◆ **Work to be completed**:
Retype the stretch of records from the line containing "TARGET = barley field" through the line containing "[(703, 301)]", keeping every character unchanged.

Part of a data file
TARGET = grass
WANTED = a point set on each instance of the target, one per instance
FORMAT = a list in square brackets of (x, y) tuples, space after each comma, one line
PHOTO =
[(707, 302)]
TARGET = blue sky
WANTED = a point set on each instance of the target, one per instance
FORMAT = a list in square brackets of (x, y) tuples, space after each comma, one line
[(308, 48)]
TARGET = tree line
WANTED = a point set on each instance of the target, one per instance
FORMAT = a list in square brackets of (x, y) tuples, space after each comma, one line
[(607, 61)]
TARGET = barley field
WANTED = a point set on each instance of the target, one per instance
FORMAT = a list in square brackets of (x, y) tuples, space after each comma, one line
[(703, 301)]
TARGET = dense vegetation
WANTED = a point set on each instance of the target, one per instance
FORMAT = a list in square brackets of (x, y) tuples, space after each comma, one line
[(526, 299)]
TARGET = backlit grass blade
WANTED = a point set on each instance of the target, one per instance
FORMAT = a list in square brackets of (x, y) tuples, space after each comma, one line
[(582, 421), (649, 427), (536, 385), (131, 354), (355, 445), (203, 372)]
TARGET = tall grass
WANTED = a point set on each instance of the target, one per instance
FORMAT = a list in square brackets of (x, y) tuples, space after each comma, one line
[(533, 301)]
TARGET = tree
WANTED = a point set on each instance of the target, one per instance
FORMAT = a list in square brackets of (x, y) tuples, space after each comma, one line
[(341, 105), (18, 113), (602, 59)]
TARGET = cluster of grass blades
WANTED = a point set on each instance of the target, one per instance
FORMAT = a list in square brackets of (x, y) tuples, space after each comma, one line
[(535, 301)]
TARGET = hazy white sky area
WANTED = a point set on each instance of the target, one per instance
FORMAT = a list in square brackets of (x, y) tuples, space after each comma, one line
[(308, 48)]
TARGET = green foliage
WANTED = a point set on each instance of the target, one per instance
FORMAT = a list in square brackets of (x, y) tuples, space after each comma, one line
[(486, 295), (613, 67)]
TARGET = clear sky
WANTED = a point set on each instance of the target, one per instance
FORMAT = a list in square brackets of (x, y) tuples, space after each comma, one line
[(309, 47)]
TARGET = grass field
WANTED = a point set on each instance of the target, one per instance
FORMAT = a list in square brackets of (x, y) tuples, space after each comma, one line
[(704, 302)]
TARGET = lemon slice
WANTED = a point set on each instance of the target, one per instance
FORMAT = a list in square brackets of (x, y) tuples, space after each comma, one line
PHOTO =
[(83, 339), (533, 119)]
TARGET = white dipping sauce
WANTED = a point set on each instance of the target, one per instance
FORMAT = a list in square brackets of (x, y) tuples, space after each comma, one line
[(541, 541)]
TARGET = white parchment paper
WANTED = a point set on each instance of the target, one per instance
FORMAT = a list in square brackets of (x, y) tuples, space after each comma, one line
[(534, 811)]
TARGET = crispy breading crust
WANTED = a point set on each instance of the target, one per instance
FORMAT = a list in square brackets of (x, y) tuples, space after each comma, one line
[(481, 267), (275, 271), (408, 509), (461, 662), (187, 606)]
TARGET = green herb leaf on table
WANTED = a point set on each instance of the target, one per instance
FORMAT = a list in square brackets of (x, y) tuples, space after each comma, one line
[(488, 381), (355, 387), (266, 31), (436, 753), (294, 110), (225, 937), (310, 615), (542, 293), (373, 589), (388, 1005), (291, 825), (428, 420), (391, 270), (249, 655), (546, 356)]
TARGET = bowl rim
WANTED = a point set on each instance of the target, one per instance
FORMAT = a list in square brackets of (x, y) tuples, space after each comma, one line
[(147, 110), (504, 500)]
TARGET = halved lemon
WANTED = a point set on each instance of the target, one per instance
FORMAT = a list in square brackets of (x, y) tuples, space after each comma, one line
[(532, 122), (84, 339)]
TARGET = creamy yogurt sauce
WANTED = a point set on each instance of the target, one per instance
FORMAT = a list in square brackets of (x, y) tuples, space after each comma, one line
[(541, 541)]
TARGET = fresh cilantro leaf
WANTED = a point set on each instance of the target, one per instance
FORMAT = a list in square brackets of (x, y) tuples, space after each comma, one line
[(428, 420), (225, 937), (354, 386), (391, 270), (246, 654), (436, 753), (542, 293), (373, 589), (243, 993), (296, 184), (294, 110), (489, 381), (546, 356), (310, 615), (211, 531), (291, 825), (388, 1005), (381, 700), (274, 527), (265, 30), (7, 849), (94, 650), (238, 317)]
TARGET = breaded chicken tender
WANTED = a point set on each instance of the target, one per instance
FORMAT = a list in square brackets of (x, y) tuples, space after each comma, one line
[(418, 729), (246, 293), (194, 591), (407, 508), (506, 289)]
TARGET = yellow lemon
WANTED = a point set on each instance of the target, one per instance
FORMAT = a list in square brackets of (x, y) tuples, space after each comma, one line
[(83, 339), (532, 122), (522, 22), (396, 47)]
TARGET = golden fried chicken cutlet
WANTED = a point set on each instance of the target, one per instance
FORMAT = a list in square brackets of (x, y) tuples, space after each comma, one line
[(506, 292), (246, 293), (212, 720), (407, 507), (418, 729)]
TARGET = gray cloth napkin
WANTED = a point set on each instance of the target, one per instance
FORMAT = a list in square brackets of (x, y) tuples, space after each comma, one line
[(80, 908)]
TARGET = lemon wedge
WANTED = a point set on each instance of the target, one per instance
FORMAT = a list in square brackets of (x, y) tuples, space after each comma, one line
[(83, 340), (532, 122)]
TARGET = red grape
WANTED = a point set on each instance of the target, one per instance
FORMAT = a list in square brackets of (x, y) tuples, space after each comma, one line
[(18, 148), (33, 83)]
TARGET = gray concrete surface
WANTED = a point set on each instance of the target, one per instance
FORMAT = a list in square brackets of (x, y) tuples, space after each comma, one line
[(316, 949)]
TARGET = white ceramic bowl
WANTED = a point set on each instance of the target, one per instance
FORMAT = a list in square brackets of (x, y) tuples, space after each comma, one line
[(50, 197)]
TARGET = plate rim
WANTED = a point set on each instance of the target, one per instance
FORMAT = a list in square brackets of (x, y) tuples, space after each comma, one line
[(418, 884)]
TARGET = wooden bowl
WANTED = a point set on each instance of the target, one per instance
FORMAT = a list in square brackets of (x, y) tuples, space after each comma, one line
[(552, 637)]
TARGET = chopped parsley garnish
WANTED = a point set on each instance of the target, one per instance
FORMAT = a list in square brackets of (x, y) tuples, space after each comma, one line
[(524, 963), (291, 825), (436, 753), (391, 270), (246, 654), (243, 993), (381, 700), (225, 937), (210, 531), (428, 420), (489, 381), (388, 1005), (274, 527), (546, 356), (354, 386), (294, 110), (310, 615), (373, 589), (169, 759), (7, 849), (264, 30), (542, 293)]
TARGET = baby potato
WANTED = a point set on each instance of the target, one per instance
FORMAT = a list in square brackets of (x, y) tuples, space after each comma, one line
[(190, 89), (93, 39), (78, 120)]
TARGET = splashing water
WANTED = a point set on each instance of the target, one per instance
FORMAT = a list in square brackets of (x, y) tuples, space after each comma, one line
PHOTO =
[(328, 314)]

---

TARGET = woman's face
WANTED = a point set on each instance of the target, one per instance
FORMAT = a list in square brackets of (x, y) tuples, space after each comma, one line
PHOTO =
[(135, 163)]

---

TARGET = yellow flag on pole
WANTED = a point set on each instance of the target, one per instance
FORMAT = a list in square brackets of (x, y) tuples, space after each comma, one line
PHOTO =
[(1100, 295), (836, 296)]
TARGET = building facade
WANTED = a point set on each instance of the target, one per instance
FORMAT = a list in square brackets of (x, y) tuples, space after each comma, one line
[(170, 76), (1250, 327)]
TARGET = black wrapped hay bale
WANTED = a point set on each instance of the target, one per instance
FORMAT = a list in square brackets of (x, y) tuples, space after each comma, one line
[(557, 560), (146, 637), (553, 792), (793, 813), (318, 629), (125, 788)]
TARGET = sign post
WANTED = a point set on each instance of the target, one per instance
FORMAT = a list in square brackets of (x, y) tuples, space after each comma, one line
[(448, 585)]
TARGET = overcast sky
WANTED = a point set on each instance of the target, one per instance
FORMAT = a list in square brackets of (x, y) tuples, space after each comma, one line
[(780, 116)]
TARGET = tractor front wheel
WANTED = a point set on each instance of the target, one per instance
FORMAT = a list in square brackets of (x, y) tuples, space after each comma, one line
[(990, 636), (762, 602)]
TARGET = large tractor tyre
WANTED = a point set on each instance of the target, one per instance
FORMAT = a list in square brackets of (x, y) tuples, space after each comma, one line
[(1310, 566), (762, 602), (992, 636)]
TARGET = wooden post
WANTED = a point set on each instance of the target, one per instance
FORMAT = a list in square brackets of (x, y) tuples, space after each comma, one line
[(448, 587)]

◆ **Exercise solution**:
TARGET = barley field
WANTED = a point set on each instance of the target, one per instance
FORMAT = a list in square brackets of (x, y) tuples, space after each comma, one line
[(703, 301)]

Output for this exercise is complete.